What you will do:
Every line of the data below should be printed exactly.

(Saved entries)
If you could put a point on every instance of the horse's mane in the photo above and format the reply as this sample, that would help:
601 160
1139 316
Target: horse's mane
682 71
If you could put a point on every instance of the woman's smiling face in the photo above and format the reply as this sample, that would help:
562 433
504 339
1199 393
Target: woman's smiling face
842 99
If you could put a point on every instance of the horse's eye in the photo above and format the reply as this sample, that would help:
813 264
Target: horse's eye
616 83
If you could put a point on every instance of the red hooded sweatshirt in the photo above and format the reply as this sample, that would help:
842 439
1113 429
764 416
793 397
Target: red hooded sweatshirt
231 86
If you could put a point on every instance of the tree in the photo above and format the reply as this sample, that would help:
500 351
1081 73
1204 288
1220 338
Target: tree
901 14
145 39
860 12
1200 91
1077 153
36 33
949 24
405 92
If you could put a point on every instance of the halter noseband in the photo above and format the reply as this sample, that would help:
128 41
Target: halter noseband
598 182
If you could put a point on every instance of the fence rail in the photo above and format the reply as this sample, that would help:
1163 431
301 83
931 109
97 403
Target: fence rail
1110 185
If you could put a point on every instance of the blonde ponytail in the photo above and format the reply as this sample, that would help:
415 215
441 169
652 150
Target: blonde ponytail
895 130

Exercise solution:
If you could put a point on every instance of the horse's mane in the photo above and format the reply as this sample, that would help:
601 160
1139 316
Target: horse's mane
682 71
If you could put a point on every instance of the woman's smiling face in the photo above and format the reply as this sample, that would help:
562 433
504 339
1199 393
Target: woman's smiling face
842 99
If you could put a point on every instance of the horse's eye in the photo above and format the reply as this sample, that would help:
813 264
Target: horse's eye
616 83
If you could put a point on every instance of the red hooded sweatshirt in the photo above and format the reply as this sample, that would help:
842 439
1113 429
764 416
793 397
Target: red hooded sweatshirt
231 86
If you could put a point on every instance of the tree in the photo above and format the reply as this sample, that would help:
500 351
1081 73
1204 288
1220 338
Target: tree
901 14
145 39
860 12
1200 91
1077 153
36 33
949 24
405 92
If you could put a point on every instance of the halter noseband in the photo above and format the reply as this sample, that would help:
128 41
Target: halter noseband
598 182
If you could put a point on every instance of the fence rail in the photo above and format the reply as this sample, that would help:
1163 431
301 83
931 109
97 403
Target: fence rail
1110 185
If you could put a point on every instance of the blonde ponytail in the photo above and format the reply as this sample, that would help:
415 215
441 169
652 150
Target: blonde ponytail
895 130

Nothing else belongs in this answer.